Segundo o texto sobre privacidade e interceptação telefônica, qual é a pena para quem realiza interceptação de comunicações telefônicas sem autorização judicial?

* **TEXTO DE LEITURA**:
►

Hipóteses de desvendamento da privacidade
Em princípio a Constituição Federal protege
a privacidade das pessoas. É viável a interceptação telefônica, por ordem judicial,
nas hipóteses e na forma da lei, para fins de investigação criminal ou instrução
processual. Sobreveio a Lei 9.296/96 que impede a gravação telefônica quando não
houver indícios razoáveis de autoria ou participação em infração penal, a prova
puder ser feita por outros meios disponíveis ou o fato investigado constituir infração
punida, no máximo, com pena de detenção. Como diz Nelson Nery Jr. a "solução da
lei, quanto à necessidade da interceptação telefônica nada mais é do que, na
prática, a adoção do princípio da proporcionalidade, já que a ofensa ao direito
constitucional de inviolabilidade da comunicação telefônica não se justifica, ou seja,
é maior do que o benefício que eventualmente se pretenda obter com tal ofensa"(5).
Exige-se, mais, a descrição clara da situação investigada e a indicação dos
investigados. O pedido deverá demonstrar que a interceptação é necessária à
apuração de infração penal e os meios a serem empregados. A decisão judicial deverá
ser fundamentada, indicando a forma de interceptação e a sua duração que não poderá
exceder 15 dias, em regra. A gravação será transcrita e encaminhada ao juiz acompanhada
de relatório. Prevê a inutilização da gravação que não interessar à prova.
É crime realizar interceptação de
comunicações telefônicas, de informática ou de telemática, sem autorização judicial
ou com objetivos não autorizados em lei. A pena é 2 a 4 anos de reclusão. Enfatiza-se a
preservação da privacidade: "assim, o terceiro, cuja conversa foi interceptada em
face de ter mantido comunicação com o investigado, deve ter sua intimidade respeitada.
Pode participar do incidente de inutilização da prova. Para proteger a sua privacidade,
deve-se assegurar sigilo da conversa durante o processo, até o seu encerramento e, por
isso mesmo, pune-se a revelação do segredo de justiça"(6).
Os demais casos são protegidos pelo direito à indenização pelo dano material ou moral
decorrente da violação, em regra.

◄

* **TRECHOS DOS REGISTROS**:
►

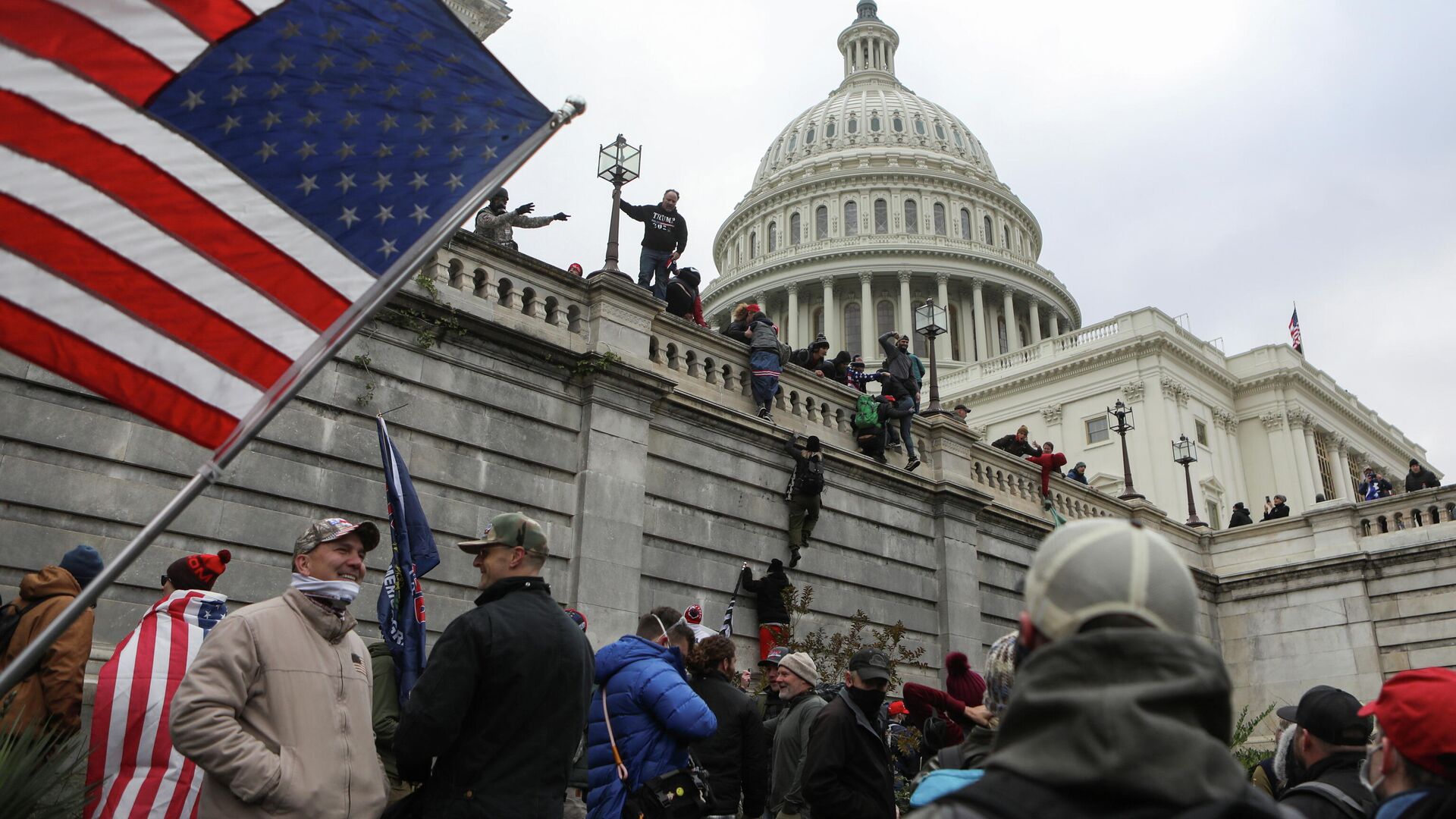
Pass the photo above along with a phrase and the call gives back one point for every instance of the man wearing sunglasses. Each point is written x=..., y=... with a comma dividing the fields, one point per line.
x=503, y=700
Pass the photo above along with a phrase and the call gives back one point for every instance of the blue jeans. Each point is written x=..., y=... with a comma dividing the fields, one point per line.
x=654, y=262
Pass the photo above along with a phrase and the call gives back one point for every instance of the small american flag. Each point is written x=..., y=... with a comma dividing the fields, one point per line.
x=133, y=761
x=197, y=196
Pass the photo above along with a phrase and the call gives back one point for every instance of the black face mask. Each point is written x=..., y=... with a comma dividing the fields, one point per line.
x=868, y=701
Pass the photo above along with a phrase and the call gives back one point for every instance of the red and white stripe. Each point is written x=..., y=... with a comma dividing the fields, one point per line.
x=139, y=771
x=131, y=261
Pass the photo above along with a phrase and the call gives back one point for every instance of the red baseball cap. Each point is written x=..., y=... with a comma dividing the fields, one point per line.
x=1416, y=713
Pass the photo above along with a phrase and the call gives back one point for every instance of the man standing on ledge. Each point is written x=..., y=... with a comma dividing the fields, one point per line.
x=664, y=238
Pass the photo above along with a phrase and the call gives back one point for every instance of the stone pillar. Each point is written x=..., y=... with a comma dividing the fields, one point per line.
x=983, y=333
x=943, y=297
x=1009, y=314
x=867, y=315
x=792, y=319
x=832, y=318
x=905, y=312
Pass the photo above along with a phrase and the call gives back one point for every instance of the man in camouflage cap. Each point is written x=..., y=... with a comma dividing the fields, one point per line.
x=504, y=695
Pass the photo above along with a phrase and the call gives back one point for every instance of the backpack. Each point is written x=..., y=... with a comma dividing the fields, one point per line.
x=867, y=414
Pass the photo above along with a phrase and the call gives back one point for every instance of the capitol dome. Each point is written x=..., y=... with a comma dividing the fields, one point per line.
x=874, y=200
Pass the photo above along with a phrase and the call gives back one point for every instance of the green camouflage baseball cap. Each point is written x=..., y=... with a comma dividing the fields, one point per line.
x=332, y=529
x=510, y=529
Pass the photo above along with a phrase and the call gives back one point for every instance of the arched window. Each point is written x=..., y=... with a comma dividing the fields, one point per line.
x=884, y=318
x=852, y=327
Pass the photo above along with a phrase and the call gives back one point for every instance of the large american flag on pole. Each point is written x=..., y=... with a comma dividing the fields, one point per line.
x=197, y=197
x=133, y=761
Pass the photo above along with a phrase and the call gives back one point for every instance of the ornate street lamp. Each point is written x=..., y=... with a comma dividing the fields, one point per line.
x=618, y=164
x=1125, y=423
x=1185, y=453
x=929, y=321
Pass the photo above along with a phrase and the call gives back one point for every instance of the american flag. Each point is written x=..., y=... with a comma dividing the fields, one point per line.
x=137, y=771
x=199, y=197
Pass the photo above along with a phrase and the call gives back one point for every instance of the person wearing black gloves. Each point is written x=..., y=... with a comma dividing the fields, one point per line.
x=664, y=238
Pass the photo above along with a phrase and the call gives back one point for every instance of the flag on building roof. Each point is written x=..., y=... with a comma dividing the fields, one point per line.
x=197, y=199
x=402, y=601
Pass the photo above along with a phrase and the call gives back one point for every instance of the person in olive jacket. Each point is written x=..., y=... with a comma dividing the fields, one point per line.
x=737, y=755
x=504, y=694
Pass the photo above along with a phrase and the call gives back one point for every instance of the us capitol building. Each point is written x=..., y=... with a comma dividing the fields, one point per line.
x=874, y=200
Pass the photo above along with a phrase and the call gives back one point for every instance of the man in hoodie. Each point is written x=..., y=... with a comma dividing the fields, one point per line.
x=664, y=238
x=275, y=707
x=846, y=771
x=1411, y=761
x=1326, y=755
x=52, y=691
x=1420, y=479
x=644, y=711
x=805, y=487
x=1120, y=707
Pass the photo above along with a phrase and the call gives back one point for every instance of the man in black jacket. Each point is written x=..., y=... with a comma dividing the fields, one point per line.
x=664, y=238
x=1420, y=479
x=504, y=697
x=1326, y=755
x=846, y=770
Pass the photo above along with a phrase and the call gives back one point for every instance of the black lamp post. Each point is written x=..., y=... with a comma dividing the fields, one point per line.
x=1125, y=423
x=618, y=164
x=1185, y=453
x=929, y=321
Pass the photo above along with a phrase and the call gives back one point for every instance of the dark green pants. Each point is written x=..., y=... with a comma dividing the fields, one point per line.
x=802, y=516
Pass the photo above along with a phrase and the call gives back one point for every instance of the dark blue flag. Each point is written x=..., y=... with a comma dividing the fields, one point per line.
x=402, y=601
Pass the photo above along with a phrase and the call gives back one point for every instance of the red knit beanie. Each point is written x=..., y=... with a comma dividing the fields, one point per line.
x=199, y=572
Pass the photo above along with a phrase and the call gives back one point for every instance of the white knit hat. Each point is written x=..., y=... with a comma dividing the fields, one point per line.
x=1103, y=567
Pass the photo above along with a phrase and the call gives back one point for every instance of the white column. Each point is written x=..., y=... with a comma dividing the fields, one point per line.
x=792, y=318
x=943, y=297
x=983, y=335
x=832, y=318
x=867, y=315
x=906, y=311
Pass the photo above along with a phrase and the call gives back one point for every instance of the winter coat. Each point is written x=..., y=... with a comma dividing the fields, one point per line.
x=497, y=226
x=1423, y=480
x=275, y=710
x=846, y=774
x=1112, y=723
x=1018, y=447
x=55, y=689
x=736, y=757
x=770, y=595
x=654, y=717
x=1340, y=771
x=500, y=707
x=791, y=745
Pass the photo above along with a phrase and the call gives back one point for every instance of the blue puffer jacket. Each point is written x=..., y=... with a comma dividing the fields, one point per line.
x=654, y=717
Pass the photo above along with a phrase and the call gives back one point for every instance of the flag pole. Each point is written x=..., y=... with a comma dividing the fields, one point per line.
x=313, y=359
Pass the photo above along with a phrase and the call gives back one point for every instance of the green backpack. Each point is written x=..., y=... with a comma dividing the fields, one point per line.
x=867, y=414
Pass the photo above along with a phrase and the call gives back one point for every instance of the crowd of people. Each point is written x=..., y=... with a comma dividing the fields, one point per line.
x=1104, y=701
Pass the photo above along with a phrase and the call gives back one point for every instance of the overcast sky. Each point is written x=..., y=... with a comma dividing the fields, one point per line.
x=1216, y=159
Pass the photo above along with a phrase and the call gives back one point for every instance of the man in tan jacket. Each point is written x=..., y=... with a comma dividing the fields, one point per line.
x=275, y=707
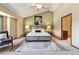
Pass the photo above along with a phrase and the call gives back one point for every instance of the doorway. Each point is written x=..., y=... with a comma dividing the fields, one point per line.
x=13, y=27
x=66, y=28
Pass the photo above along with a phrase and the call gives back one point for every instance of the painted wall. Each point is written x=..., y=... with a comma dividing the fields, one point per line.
x=19, y=20
x=47, y=19
x=62, y=11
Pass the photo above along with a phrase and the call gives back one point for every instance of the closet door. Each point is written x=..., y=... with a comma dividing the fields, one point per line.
x=0, y=23
x=13, y=27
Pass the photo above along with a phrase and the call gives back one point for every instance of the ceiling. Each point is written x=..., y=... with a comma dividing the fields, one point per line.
x=25, y=10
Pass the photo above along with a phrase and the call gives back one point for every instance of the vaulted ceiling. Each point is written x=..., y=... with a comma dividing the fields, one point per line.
x=25, y=10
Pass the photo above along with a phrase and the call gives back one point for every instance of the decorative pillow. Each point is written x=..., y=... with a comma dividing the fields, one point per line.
x=2, y=36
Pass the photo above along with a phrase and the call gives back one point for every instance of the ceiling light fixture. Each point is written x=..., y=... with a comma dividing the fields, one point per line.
x=38, y=6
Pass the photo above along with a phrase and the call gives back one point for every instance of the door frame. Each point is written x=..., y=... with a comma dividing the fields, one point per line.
x=70, y=26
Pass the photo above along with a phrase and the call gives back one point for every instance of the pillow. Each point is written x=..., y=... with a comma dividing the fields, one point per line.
x=2, y=36
x=34, y=30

◄

* **RESPOSTA**: De 2 a 4 anos de reclusão.